### The problem:
The whole of the data is to be returned without a single change.

### Data to examine:
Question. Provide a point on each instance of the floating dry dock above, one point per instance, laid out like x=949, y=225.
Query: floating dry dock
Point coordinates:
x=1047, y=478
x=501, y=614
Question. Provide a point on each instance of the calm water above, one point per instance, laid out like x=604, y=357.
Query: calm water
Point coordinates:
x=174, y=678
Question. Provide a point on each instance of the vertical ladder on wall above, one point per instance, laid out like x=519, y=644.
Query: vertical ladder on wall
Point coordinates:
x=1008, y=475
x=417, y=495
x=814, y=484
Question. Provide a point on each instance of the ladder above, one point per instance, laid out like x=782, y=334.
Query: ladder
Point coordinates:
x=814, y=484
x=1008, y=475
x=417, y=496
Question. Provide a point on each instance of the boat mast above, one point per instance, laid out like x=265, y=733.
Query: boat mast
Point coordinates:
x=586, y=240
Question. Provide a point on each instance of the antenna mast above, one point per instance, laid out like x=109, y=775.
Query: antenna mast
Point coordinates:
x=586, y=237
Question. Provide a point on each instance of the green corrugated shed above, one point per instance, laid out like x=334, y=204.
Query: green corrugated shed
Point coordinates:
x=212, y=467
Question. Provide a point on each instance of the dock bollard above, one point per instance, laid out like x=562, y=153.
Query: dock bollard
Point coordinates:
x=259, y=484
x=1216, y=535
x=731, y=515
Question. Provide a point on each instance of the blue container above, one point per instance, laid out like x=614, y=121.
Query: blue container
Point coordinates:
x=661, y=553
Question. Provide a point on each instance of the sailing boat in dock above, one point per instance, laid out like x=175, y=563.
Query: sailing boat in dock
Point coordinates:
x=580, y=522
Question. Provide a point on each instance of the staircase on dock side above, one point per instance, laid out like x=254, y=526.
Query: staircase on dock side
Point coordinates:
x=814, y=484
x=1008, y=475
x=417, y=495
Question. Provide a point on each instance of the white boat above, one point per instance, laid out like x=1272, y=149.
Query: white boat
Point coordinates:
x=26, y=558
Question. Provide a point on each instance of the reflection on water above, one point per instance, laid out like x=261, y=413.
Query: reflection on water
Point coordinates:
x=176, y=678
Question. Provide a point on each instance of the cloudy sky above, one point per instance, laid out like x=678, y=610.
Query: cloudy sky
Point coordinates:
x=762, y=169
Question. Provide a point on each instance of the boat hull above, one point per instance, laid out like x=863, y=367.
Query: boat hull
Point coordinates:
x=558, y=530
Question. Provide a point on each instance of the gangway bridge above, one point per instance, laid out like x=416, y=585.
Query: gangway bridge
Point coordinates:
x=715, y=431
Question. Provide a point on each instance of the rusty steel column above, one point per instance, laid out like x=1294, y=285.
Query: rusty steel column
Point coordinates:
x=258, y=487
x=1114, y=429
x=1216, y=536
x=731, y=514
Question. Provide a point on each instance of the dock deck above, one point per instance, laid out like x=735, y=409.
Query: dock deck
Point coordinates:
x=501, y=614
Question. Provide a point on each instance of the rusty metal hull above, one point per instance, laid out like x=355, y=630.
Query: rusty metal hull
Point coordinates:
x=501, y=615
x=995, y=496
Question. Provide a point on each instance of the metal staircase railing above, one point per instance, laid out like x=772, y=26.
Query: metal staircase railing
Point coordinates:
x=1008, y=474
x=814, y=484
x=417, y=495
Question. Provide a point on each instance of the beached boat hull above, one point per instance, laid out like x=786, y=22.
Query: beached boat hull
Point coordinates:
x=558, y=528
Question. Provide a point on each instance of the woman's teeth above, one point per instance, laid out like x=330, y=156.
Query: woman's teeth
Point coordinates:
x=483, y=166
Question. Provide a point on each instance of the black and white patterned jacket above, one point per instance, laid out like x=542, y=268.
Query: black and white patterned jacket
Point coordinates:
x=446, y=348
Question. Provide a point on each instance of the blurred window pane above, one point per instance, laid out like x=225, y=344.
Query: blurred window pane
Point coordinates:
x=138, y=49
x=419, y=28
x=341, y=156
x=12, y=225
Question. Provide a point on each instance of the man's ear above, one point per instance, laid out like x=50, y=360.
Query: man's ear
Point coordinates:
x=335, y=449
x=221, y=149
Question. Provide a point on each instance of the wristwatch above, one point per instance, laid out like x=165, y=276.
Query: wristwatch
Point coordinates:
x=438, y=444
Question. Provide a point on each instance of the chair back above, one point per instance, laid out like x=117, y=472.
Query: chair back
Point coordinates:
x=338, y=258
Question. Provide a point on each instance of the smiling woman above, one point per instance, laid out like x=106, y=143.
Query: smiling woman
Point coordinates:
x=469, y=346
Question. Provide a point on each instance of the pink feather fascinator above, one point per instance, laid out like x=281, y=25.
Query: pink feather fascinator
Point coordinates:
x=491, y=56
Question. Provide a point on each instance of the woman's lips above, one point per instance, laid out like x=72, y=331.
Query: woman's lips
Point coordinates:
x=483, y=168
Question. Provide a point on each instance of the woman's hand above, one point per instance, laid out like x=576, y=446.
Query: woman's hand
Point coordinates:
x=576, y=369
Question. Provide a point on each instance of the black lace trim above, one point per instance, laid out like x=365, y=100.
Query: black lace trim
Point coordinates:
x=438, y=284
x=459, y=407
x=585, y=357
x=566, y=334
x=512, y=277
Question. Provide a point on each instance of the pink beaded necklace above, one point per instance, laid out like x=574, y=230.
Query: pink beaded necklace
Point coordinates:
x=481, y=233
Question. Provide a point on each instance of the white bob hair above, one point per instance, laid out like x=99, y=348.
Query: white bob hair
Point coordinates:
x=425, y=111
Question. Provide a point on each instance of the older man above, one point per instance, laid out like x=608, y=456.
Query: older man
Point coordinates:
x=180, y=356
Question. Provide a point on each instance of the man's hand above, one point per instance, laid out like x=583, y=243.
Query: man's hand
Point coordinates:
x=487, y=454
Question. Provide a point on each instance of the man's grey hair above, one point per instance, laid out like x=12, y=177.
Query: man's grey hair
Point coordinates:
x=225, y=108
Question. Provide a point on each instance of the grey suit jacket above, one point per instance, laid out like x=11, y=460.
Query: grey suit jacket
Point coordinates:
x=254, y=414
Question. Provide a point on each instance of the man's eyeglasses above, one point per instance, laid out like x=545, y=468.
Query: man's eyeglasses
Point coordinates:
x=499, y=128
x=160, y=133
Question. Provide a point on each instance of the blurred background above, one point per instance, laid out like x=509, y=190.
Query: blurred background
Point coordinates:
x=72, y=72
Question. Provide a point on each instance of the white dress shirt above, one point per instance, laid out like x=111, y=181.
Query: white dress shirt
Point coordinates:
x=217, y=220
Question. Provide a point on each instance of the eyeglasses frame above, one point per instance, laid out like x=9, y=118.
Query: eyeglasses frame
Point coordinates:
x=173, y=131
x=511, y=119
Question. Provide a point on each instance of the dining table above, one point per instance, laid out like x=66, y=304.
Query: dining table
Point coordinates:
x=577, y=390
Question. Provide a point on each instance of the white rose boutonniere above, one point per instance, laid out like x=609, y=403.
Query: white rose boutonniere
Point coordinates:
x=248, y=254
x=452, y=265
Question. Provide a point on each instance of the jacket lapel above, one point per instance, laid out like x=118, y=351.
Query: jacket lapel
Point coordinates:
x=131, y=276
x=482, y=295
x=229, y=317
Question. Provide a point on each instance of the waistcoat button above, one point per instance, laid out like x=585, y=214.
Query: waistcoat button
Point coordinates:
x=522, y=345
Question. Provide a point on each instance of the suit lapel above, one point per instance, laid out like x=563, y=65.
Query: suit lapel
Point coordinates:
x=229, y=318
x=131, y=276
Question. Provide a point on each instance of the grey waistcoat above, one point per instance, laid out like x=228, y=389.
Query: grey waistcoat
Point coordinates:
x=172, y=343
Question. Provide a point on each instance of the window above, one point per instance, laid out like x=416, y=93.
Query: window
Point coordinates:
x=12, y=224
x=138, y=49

### Answer to this task:
Question. Provide a point on each instance of the floating dry dock above, one point per instance, laid out like x=949, y=225.
Query: floating dry dock
Point coordinates:
x=1047, y=478
x=501, y=614
Question. Provide a point on each instance of the calm water above, one point per instance, laid out like x=604, y=357.
Query: calm water
Point coordinates:
x=174, y=678
Question. Provide a point on each instance of the vertical ladder on wall above, one point per instance, laid out like x=519, y=644.
Query: vertical ladder on wall
Point coordinates:
x=1008, y=475
x=417, y=495
x=814, y=484
Question. Provide a point on each instance of the ladder above, one point per instance, laid out like x=782, y=334.
Query: ladder
Point coordinates:
x=814, y=484
x=1008, y=475
x=417, y=496
Question. Provide a point on each instance of the boat mast above, one point per instance, laid out like x=265, y=733.
Query: boat mast
Point coordinates:
x=586, y=240
Question. Provide a point on each instance of the antenna mast above, one point per instance, laid out like x=109, y=775.
Query: antenna mast
Point coordinates:
x=586, y=237
Question. Provide a point on each instance of the green corrugated shed above, one point per instance, laid out like x=334, y=204.
Query: green corrugated shed
Point coordinates:
x=212, y=467
Question. Provide a point on each instance of the dock bollard above, one point per instance, laid out like x=562, y=153.
Query: dock bollard
Point coordinates:
x=259, y=484
x=1216, y=535
x=731, y=515
Question. Provide a point on each instance of the blue container above, one point per instance, laid out like x=614, y=121.
Query: blue container
Point coordinates:
x=661, y=553
Question. Provide a point on each instance of the sailing boat in dock above, one point per instance, laid out like x=175, y=563.
Query: sailing boat in dock
Point coordinates:
x=580, y=522
Question. Provide a point on each instance of the staircase on dock side above, one point per instance, laid out like x=254, y=526.
Query: staircase on dock side
Point coordinates:
x=814, y=484
x=1008, y=475
x=417, y=495
Question. Provide a point on each instance of the white boat above, one point per instance, laid out like x=1272, y=149.
Query: white boat
Point coordinates:
x=26, y=558
Question. Provide a point on each instance of the reflection on water above, one point per instance, laid out like x=261, y=413.
Query: reflection on water
Point coordinates:
x=176, y=678
Question. Provide a point on each instance of the cloudy sky above, one point per instance, laid out like x=678, y=610.
Query: cloudy sky
Point coordinates:
x=762, y=169
Question. Provide a point on each instance of the boat hull above, one point per instance, laid out like x=863, y=367.
Query: boat hull
Point coordinates:
x=558, y=530
Question. Provide a point on each instance of the gangway bridge above, one point per instance, laid out like x=416, y=585.
Query: gangway bridge
Point coordinates:
x=715, y=431
Question. Provide a point on each instance of the rusty steel column above, one point per instance, laid out like x=1294, y=285.
Query: rusty steel column
Point coordinates:
x=258, y=487
x=1114, y=429
x=1216, y=536
x=731, y=514
Question. Provide a point on each instance of the dock deck above, one point per instance, laid out like x=735, y=409.
Query: dock deck
Point coordinates:
x=501, y=614
Question. Provide a point on each instance of the rusty metal hull above, one point per instance, laid out like x=355, y=630.
Query: rusty metal hull
Point coordinates:
x=501, y=615
x=995, y=496
Question. Provide a point on each instance of the metal staircase railing above, one point per instance, laid out like x=772, y=26.
Query: metal staircase railing
Point coordinates:
x=1008, y=474
x=814, y=484
x=417, y=495
Question. Provide a point on each instance of the beached boat hull above, one point per instance, laid out like x=786, y=22.
Query: beached boat hull
Point coordinates:
x=558, y=528
Question. Provide a point on each instance of the woman's teeth above, one point per instance, laid out like x=330, y=156.
Query: woman's teeth
Point coordinates:
x=483, y=166
Question. Provide a point on each instance of the black and white patterned jacket above, one point per instance, laid out like x=542, y=268.
Query: black and white patterned jacket
Point coordinates:
x=446, y=348
Question. Provide a point on each instance of the blurred window pane above, one point per instance, laid out like x=225, y=344.
Query: blurred window pane
Point coordinates:
x=138, y=49
x=419, y=28
x=341, y=156
x=12, y=225
Question. Provide a point on each instance of the man's ear above, one point per instance, laid out like x=50, y=360.
Query: man's ear
Point coordinates:
x=335, y=449
x=221, y=149
Question. Provide a point on each instance of the wristwatch above, one point per instance, laid out like x=165, y=276.
Query: wristwatch
Point coordinates:
x=438, y=444
Question. Provide a point on each instance of the chair back above, one point per instance, laid out like x=117, y=472.
Query: chair back
Point coordinates:
x=338, y=258
Question. Provide a point on each instance of the smiling woman above, one point per instance, laid out like x=106, y=143.
Query: smiling woman
Point coordinates:
x=469, y=346
Question. Provide a point on each instance of the pink feather fascinator above, one point per instance, laid out like x=281, y=25.
Query: pink feather fascinator
Point coordinates:
x=491, y=56
Question. Provide a point on each instance of the woman's lips above, one point per instance, laid out like x=72, y=331.
Query: woman's lips
Point coordinates:
x=483, y=168
Question. Provide a point on each instance of the woman's hand above, one point per instance, laid out like x=576, y=446.
Query: woman's hand
Point coordinates:
x=576, y=369
Question. Provide a point on each instance of the black lace trim above, one point per instance, laid out like x=365, y=100.
Query: black lace trim
Point coordinates:
x=438, y=284
x=459, y=407
x=585, y=357
x=566, y=334
x=512, y=277
Question. Provide a point on each instance of the pink beaded necklace above, one point per instance, laid out like x=574, y=230.
Query: pink beaded necklace
Point coordinates:
x=481, y=233
Question. Provide a point on each instance of the white bob hair above, one point per instance, laid out like x=99, y=348.
Query: white bob hair
Point coordinates:
x=425, y=111
Question. Provide a point on each instance of the older man above, one point per instance, laid out like x=608, y=456.
Query: older man
Point coordinates:
x=180, y=356
Question. Provide a point on each instance of the man's hand above, one point per instance, laid out like x=583, y=243.
Query: man's hand
Point coordinates:
x=487, y=454
Question. Provide a point on each instance of the man's grey hair above, one point per instance, laid out like x=12, y=177.
Query: man's grey hair
Point coordinates:
x=225, y=108
Question. Provide a point on each instance of the grey suit jacket above, one point per instance, laid out like x=11, y=460.
Query: grey suit jacket
Point coordinates:
x=254, y=414
Question. Provide a point on each instance of the man's eyeglasses above, one point per instance, laid out like x=545, y=468.
Query: man's eyeglasses
Point coordinates:
x=499, y=128
x=160, y=133
Question. Provide a point on each instance of the blurred background above, one point per instance, laid out like x=509, y=190.
Query: blurred background
Point coordinates:
x=72, y=72
Question. Provide a point on each instance of the white dress shirt above, one point per instance, laid out like x=111, y=181.
Query: white dress shirt
Point coordinates:
x=217, y=220
Question. Provide a point on each instance of the eyeglasses frame above, one point per instance, laid out like x=9, y=118.
Query: eyeglasses frame
Point coordinates:
x=173, y=131
x=511, y=119
Question. Provide a point on each instance of the dining table above, one point per instance, laid out like x=66, y=304.
Query: dining table
Point coordinates:
x=577, y=390
Question. Provide a point on each instance of the white rose boutonniere above, one point per instance, laid out like x=609, y=403.
Query: white rose boutonniere
Point coordinates:
x=248, y=254
x=452, y=265
Question. Provide a point on each instance of the jacket lapel above, one point per instance, laid out like x=118, y=351.
Query: jacket lapel
Point coordinates:
x=131, y=276
x=482, y=295
x=229, y=317
Question. Provide a point on each instance of the waistcoat button above, one point per instance, laid out like x=585, y=214.
Query: waistcoat button
Point coordinates:
x=522, y=345
Question. Provide a point on each instance of the suit lapel above, one point per instance, laid out like x=563, y=65.
Query: suit lapel
Point coordinates:
x=229, y=318
x=131, y=276
Question. Provide a point on each instance of the grey waistcoat above, one point per instance, laid out like x=228, y=389.
Query: grey waistcoat
Point coordinates:
x=172, y=343
Question. Provide a point on each instance of the window above, one point per instance, laid out like x=416, y=93.
Query: window
Point coordinates:
x=12, y=224
x=138, y=49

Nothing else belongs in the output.